**Problem to solve**: Please set down all the lines beneath this one exactly, without the pictures.

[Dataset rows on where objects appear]
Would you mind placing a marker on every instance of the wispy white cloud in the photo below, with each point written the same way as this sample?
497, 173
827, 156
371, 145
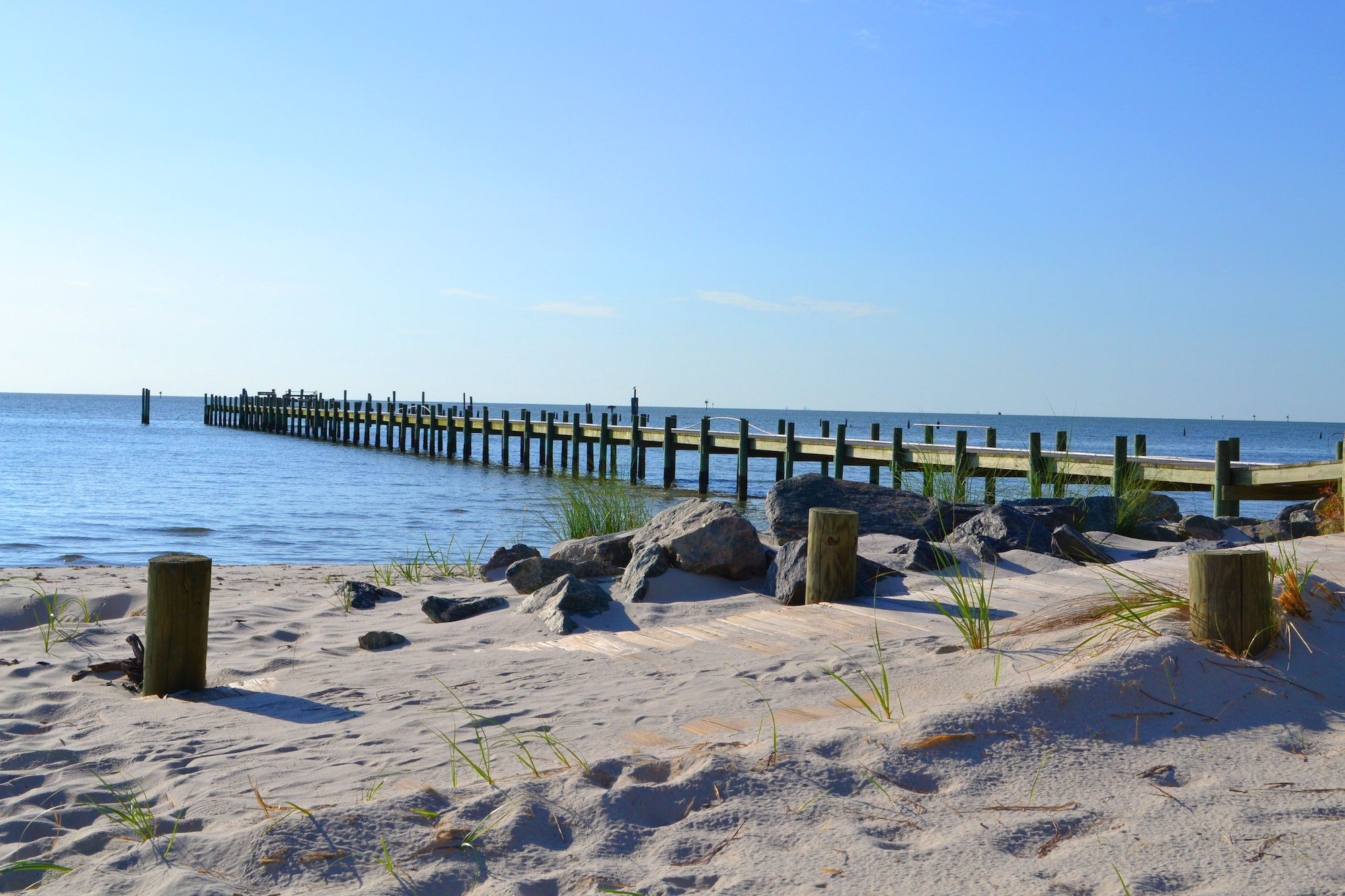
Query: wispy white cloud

**Solution for this exercise**:
Would you mind placing a marker on every instance of the wispy white cloud in the photo below, with each point written the same way as this sample?
497, 173
827, 156
371, 145
Query: wispy white cloud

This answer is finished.